_Document extract_
MongoDB is a leading NoSQL, document-oriented database. Knowi enables visualization, analysis, and reporting automation from MongoDB. If you have not started your Knowi trial, visit our Instant MongoDB Analytics & Reporting page to get started.
Overview
-
Connect, extract, and transform data from your MongoDB, using one of the following options:
a. Through our UI to connect directly, if your MongoDB servers are accessible from the cloud.
b. Using our Cloud9Agent for datasources inside your network.
-
Visualize and Automate your Reporting instantly.
UI Based Approach
Connecting
-
Log in to Knowi and select Queries from the left sidebar.
-
Click on New Datasource + button and select MongoDB. Either follow the prompts to set up connectivity to your own MongoDB database, or, use the pre-configured settings in Knowi's own demo MongoDB database.
- When connecting from the UI directly to your MongoDB database, please follow the connectivity instructions to allow Knowi to access your database.
- Alternatively, if you are connecting through an agent, check Internal Datasource to assign it to your agent. The agent (running inside your network) will synchronize with it automatically. Alternatively, configure the datasource and queries directly through the agent.
-
Save the Connection. Click on the Configure Queries link on the success bar or click on the Start Querying button.
Query
Set up Query using a visual builder or query editor
Visual Builder
After connecting to the MongoDB datasource, Knowi will pull out a list of collections along with field samples.
Step 1: Generate queries through our visual builder in a no-code environment by either dragging and dropping fields or making your selections through the drop-down.

_Supplied data_
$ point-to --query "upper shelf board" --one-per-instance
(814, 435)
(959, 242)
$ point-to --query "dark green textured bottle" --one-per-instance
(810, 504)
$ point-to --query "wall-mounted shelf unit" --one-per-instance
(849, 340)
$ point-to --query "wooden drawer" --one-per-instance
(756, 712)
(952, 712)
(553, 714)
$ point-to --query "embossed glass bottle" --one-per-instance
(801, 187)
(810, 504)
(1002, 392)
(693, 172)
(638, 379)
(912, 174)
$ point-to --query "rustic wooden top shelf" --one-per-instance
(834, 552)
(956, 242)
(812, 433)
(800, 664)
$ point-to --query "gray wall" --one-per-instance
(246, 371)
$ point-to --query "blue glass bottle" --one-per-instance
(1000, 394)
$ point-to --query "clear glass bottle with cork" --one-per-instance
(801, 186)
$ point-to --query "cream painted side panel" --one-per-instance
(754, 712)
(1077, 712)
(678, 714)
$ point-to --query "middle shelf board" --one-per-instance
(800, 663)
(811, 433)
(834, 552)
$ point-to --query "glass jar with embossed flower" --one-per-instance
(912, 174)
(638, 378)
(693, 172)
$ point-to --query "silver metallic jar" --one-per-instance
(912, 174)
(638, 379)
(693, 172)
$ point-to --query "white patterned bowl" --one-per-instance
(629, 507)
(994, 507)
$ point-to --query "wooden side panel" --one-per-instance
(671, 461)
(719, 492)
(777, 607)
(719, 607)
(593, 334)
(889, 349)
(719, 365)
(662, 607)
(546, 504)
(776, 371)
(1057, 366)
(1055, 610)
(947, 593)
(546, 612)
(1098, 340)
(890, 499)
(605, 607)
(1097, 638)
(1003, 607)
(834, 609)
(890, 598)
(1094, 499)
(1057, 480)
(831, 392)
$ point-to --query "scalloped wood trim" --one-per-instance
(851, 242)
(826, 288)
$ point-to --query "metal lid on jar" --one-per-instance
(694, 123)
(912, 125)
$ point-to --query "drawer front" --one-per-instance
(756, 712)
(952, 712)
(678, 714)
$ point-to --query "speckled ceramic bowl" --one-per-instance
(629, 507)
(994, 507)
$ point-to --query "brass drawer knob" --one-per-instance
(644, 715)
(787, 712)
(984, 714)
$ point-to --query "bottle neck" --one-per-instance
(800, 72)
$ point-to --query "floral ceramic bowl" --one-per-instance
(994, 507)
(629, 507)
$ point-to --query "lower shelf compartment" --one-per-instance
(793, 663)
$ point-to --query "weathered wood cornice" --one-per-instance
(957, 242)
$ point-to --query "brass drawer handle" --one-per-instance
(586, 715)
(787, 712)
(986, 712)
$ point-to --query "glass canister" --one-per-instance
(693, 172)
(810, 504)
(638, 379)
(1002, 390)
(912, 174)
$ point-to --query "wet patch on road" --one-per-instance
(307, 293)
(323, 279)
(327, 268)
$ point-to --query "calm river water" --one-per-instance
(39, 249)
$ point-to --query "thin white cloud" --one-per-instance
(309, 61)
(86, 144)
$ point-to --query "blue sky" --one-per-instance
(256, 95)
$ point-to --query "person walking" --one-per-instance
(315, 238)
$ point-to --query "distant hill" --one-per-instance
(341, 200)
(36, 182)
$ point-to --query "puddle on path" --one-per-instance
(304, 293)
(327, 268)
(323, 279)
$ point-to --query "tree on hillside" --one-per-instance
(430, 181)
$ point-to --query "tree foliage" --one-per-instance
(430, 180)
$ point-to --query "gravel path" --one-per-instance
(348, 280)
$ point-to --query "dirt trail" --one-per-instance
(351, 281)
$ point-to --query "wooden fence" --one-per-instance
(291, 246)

_Required work_
Reproduce word for word the part of the Knowi MongoDB guide running from "- When connecting" up to and including "Start Querying button.".

_Result_
- When connecting from the UI directly to your MongoDB database, please follow the connectivity instructions to allow Knowi to access your database.
- Alternatively, if you are connecting through an agent, check Internal Datasource to assign it to your agent. The agent (running inside your network) will synchronize with it automatically. Alternatively, configure the datasource and queries directly through the agent.
-
Save the Connection. Click on the Configure Queries link on the success bar or click on the Start Querying button.